Work required.
Could you retype every line of the data underneath without altering anything?

The data.
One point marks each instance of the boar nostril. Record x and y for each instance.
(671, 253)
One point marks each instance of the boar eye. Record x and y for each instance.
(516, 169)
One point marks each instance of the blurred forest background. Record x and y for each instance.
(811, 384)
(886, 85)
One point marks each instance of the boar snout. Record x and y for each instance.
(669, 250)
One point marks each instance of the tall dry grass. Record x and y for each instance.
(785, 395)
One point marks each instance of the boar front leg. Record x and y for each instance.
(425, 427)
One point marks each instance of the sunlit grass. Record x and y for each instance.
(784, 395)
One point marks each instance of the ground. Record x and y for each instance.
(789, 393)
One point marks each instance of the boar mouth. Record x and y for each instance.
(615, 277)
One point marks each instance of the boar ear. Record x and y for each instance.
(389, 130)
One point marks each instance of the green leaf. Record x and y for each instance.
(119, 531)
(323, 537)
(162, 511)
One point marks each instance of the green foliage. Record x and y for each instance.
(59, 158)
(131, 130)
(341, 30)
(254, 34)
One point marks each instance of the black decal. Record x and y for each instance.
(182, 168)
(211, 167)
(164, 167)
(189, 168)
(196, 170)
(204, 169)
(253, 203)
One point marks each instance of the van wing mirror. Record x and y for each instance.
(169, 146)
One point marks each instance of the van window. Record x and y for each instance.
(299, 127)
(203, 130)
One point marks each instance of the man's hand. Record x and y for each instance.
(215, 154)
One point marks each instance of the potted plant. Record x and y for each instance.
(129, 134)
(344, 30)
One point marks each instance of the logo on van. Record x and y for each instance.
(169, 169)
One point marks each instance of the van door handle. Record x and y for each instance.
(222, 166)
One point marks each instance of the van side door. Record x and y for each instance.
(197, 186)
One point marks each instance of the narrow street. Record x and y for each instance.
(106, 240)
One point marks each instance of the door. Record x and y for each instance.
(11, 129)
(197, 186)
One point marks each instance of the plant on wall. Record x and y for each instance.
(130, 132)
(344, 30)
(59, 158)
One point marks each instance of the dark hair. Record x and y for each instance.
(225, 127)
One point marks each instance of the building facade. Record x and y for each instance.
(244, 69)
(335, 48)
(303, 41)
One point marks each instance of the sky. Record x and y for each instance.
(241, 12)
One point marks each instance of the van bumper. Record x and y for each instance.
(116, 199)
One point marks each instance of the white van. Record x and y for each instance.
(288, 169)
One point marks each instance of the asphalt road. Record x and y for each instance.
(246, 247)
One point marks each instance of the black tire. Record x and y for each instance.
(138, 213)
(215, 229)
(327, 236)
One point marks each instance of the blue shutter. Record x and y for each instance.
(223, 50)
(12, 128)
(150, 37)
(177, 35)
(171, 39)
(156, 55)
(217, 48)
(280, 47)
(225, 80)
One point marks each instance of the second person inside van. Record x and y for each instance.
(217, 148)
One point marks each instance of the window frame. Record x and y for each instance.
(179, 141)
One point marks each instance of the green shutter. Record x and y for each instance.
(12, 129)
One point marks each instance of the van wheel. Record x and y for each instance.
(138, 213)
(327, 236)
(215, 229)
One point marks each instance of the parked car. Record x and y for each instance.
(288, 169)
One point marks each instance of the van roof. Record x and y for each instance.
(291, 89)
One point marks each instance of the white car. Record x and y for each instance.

Answer space.
One point marks each instance of the boar nostril. Record x and y for each instance.
(671, 253)
One point marks each instance of the boar eye. Record x and y for each instance.
(516, 169)
One point marks each instance of the blurred forest background. Record x and y for each instance.
(811, 384)
(886, 85)
One point marks each instance of the boar snout. Record x and y for each instance.
(669, 250)
One point marks each instance of the tall dry grass. Record x and y for each instance.
(785, 395)
One point marks each instance of the boar front leg. Record x and y for each instance.
(425, 427)
One point marks each instance of the sunlit grass. Record x and y for each instance.
(784, 395)
One point marks each instance of the ground. Record x and y for each instance.
(789, 393)
One point marks each instance of the boar mouth. Record x and y for each instance.
(615, 277)
One point marks each instance of the boar ear. Record x and y for each instance.
(389, 130)
One point marks each instance of the green leaf. Record x and y for each instance.
(119, 531)
(323, 537)
(162, 511)
One point marks each instance of the green foliage. Record x and y for each instance.
(59, 158)
(131, 130)
(341, 30)
(254, 34)
One point marks each instance of the black decal. Record x and y for each instance.
(182, 168)
(211, 167)
(164, 167)
(189, 168)
(196, 170)
(204, 169)
(253, 203)
One point marks each instance of the van wing mirror. Record x and y for each instance.
(169, 146)
One point marks each instance of the van window. Record x and y for each instance.
(299, 127)
(203, 130)
One point marks each instance of the man's hand. Record x and y for each instance.
(215, 154)
One point marks each instance of the potted plant. Record x and y for each instance.
(129, 134)
(344, 30)
One point marks each instance of the logo on van. Record x and y for each instance.
(169, 169)
One point marks each instance of the van door handle. Record x and y for each instance.
(222, 166)
One point marks each instance of the van side door. Record x and y for each instance.
(197, 186)
One point marks each instance of the narrow street. Record x and y for each instance.
(106, 240)
One point marks each instance of the door. Record x and y for each instance.
(11, 129)
(197, 186)
One point marks each instance of the plant on wall. Record x and y for each instance.
(130, 132)
(344, 30)
(59, 158)
One point marks each instance of the dark hair. Record x and y for each instance.
(225, 127)
One point marks each instance of the building facade. Record x and y for each instance.
(244, 69)
(335, 48)
(303, 41)
One point marks each instance of the sky. Record x and y for each instance.
(241, 12)
One point marks each instance of the van bumper. Record x and y for each instance.
(116, 199)
One point marks each instance of the white van. Record x and y for each instance.
(288, 169)
One point marks each instance of the asphalt road. Record x and y for each instance.
(246, 247)
One point marks each instance of the black tire. Record x and y for each instance.
(138, 213)
(215, 229)
(327, 236)
One point marks each instance of the blue shutter. Record x and y for each instance.
(223, 50)
(12, 128)
(150, 37)
(177, 35)
(171, 39)
(156, 55)
(217, 48)
(280, 47)
(225, 80)
One point marks each instance of the second person inside van. Record x and y for each instance.
(217, 148)
One point marks each instance of the window frame. Record x and y for each instance.
(179, 141)
One point marks each instance of the green shutter. Record x and y for each instance.
(12, 129)
One point marks each instance of the van wheel. Record x and y for each instance.
(138, 213)
(327, 236)
(215, 229)
One point marks each instance of the parked car. Record x and y for each instance.
(288, 169)
One point marks each instance of the van roof. Record x and y for each instance.
(291, 89)
One point marks each instance of the white car. Record x and y for each instance.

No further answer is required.